Can you reproduce the material below word for word, starting at the line that contains "[locate] tile patterned" and stopping after the last line of the material?
· · · · ·
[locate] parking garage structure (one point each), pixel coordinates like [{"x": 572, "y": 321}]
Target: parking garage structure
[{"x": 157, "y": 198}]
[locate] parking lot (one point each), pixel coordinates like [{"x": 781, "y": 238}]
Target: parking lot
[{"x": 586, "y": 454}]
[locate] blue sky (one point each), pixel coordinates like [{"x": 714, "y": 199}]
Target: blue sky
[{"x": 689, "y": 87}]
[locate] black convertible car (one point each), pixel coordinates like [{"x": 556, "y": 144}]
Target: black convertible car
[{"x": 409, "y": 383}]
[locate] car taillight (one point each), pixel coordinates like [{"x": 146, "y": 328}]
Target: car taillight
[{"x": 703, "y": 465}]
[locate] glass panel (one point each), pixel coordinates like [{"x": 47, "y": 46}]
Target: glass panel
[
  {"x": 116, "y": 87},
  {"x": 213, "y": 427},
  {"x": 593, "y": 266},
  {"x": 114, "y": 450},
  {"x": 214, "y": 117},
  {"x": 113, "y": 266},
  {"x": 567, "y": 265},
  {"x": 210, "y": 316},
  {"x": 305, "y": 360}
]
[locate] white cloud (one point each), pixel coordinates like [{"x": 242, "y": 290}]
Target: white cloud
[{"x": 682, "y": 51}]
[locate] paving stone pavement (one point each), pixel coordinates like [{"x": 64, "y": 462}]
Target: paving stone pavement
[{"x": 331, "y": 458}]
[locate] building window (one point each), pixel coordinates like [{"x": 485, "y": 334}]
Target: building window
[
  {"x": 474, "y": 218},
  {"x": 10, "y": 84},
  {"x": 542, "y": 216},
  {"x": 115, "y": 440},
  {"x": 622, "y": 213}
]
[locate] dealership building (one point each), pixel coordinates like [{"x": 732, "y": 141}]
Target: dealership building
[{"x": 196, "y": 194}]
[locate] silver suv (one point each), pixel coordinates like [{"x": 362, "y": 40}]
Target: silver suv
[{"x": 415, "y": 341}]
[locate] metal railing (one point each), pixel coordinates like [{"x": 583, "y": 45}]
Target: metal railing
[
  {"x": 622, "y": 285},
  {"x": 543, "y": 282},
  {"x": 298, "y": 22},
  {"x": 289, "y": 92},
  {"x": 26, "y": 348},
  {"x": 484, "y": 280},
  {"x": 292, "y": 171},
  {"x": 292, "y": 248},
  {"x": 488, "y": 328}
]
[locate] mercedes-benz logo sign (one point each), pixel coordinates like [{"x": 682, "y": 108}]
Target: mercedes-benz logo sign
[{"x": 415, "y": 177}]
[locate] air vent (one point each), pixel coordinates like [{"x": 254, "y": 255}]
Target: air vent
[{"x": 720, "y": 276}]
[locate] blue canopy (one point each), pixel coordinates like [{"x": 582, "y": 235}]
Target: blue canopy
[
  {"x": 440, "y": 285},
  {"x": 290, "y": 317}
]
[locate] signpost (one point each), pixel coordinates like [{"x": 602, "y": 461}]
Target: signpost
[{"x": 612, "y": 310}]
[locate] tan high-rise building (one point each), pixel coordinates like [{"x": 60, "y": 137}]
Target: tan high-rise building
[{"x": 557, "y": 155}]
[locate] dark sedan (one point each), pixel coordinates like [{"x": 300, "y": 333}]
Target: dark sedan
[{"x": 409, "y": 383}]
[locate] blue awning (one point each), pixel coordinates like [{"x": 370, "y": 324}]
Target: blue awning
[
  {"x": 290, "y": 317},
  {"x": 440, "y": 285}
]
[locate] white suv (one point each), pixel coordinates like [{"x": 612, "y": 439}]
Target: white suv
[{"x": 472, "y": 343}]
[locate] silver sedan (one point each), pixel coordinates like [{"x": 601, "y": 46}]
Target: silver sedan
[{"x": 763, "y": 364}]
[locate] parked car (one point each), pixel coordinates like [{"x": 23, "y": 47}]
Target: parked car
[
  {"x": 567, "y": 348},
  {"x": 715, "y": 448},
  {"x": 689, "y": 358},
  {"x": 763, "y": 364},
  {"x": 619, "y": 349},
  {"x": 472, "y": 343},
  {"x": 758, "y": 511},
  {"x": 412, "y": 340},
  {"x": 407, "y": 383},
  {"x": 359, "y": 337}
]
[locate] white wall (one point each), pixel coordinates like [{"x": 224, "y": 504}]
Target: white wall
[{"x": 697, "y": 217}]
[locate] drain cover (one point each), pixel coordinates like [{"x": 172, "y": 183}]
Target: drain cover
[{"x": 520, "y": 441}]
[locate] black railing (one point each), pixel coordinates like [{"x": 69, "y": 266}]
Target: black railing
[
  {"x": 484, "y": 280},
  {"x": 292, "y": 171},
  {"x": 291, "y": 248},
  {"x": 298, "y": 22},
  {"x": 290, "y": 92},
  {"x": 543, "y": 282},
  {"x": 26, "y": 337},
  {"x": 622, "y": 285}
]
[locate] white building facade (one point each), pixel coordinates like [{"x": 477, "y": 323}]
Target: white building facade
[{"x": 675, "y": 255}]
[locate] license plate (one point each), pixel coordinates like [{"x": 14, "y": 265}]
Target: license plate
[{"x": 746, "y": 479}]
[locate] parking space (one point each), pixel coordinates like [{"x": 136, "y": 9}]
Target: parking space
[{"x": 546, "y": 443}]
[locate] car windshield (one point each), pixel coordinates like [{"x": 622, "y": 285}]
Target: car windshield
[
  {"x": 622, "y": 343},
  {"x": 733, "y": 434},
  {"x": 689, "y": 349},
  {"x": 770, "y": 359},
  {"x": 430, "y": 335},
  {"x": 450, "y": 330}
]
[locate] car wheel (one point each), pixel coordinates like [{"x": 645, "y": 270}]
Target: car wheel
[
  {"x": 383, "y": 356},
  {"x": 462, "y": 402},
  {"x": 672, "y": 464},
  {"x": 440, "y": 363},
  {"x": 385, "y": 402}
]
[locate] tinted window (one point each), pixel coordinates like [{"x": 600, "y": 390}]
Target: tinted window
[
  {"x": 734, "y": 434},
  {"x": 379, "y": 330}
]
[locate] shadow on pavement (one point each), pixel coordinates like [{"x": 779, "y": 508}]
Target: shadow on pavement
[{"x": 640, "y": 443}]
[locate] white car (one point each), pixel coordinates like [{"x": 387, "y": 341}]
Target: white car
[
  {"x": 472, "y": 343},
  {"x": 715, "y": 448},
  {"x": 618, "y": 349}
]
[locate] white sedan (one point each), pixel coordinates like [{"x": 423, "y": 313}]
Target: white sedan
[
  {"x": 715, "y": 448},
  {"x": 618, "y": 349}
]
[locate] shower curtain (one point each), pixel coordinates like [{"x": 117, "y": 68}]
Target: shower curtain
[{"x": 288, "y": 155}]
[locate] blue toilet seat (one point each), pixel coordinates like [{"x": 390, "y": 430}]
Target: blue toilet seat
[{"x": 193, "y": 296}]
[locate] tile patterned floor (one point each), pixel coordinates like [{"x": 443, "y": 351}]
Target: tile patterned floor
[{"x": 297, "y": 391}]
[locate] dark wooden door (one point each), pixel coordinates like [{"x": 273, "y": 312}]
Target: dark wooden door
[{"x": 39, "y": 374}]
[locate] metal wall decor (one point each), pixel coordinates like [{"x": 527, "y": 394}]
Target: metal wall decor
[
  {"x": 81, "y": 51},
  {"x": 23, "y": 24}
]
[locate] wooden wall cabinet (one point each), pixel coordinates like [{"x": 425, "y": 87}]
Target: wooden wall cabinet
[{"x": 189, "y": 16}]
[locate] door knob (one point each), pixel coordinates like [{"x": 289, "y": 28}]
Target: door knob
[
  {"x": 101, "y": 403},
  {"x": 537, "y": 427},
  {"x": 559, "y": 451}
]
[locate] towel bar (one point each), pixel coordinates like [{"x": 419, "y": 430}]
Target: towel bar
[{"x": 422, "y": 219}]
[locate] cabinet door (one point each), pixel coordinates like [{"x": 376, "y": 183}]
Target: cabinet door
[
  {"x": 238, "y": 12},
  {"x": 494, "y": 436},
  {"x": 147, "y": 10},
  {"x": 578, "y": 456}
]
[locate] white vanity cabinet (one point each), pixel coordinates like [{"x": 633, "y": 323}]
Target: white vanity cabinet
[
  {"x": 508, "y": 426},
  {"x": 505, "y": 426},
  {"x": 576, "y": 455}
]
· · · · ·
RESULT OF THIS TASK -
[locate] tile patterned floor (one point each), pixel coordinates like [{"x": 443, "y": 351}]
Target: tile patterned floor
[{"x": 297, "y": 391}]
[locate] dark wooden door (one point each), pixel coordinates like [{"x": 273, "y": 312}]
Target: dark wooden door
[{"x": 39, "y": 374}]
[locate] metal wall decor (one point each), pixel coordinates like [{"x": 527, "y": 394}]
Target: metal wall decor
[
  {"x": 81, "y": 51},
  {"x": 23, "y": 24}
]
[locate] wooden wall cabinet (one point each), pixel coordinates like [{"x": 425, "y": 87}]
Target: wooden wall cabinet
[{"x": 189, "y": 16}]
[locate] door knob (one point each), pixel coordinates like [{"x": 289, "y": 28}]
Target: door knob
[
  {"x": 101, "y": 403},
  {"x": 537, "y": 427},
  {"x": 559, "y": 451}
]
[locate] towel bar (one point each), pixel coordinates like [{"x": 419, "y": 430}]
Target: towel bar
[{"x": 422, "y": 219}]
[locate] cabinet door (one point each), pixel coordinates like [{"x": 376, "y": 183}]
Target: cabinet door
[
  {"x": 238, "y": 12},
  {"x": 494, "y": 436},
  {"x": 147, "y": 10},
  {"x": 578, "y": 456}
]
[locate] white vanity cabinet (one point each), pixel coordinates like [{"x": 633, "y": 323}]
Target: white vanity cabinet
[
  {"x": 508, "y": 426},
  {"x": 505, "y": 426},
  {"x": 576, "y": 455}
]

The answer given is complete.